• _PASSAGE_

*****

Straddling The Fence ‘Ellen’ And ‘Sacred’ Are Causing Trouble Across The Political Spectrum For Abc Network
It’s the trifecta no network would wish for: angry conservative Catholics, ticked-off liberal viewers, and eroding viewership. But ABC has pulled it off.
The network, which opened its season with a cheeky ad campaign that suggested TV was bad, and that was OK, has got trouble on both ends of the political spectrum.
First, there’s “Ellen.” As in Ellen DeGeneres, the very out lesbian star who’s turning into a latter-day Roseanne with her threats to quit her self-titled sitcom. DeGeneres made noise about leaving at the end of last season, but ABC convinced her to stay.
Now “Ellen” is an even bigger hit (it was the 15th-most-watched show last week, and the eighth-most-watched among those coveted 18- to 49-year-olds), and she’s at it again. DeGeneres is disturbed that the network slapped last Wednesday’s episode with a TV-14 rating for “adult content” and preceded the episode with a voiceover that urged parents to use discretion in allowing children to watch. The show contained a kiss - which was either “lighthearted” or “long,” depending on who was doing the describing - between Ellen and her heterosexual female friend Paige (Joely Fisher).

*****

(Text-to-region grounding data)
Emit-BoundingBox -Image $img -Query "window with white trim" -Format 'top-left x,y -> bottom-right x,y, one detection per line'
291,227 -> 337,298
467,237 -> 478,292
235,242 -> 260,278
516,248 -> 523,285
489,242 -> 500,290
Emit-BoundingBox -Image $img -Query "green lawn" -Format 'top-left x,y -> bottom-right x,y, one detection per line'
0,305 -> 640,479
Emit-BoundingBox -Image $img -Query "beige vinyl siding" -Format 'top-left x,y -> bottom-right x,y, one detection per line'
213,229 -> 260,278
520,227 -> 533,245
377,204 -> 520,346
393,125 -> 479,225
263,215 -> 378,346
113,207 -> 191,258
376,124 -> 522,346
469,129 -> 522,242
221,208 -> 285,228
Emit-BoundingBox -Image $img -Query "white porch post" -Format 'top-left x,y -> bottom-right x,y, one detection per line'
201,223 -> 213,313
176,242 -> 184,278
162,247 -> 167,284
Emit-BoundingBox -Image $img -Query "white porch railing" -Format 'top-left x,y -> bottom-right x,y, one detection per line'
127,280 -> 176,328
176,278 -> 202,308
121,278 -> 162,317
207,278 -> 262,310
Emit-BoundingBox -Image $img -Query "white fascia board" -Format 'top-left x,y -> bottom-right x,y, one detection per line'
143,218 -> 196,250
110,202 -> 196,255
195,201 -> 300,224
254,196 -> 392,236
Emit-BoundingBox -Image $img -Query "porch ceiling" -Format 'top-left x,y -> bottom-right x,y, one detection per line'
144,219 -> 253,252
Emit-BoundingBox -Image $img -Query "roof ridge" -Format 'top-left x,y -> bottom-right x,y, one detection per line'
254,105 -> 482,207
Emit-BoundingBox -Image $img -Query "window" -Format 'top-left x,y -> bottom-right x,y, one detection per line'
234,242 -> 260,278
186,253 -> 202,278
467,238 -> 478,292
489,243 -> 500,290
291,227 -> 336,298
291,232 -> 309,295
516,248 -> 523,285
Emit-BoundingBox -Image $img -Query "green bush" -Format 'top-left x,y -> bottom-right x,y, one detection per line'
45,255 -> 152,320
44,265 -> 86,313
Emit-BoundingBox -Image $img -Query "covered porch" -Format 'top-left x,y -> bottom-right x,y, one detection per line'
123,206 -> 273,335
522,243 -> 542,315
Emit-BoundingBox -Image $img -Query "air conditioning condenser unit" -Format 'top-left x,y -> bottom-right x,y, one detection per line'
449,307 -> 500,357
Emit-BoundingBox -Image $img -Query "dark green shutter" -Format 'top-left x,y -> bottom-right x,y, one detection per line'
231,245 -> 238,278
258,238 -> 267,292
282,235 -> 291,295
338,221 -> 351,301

*****

• _HOW TO COMPLETE THIS TASK_
Please state the rating that ABC gave last Wednesday's episode of "Ellen," according to the ABC passage. Answer using only the ABC passage.

• _YOUR RESPONSE_
A TV-14 rating for "adult content."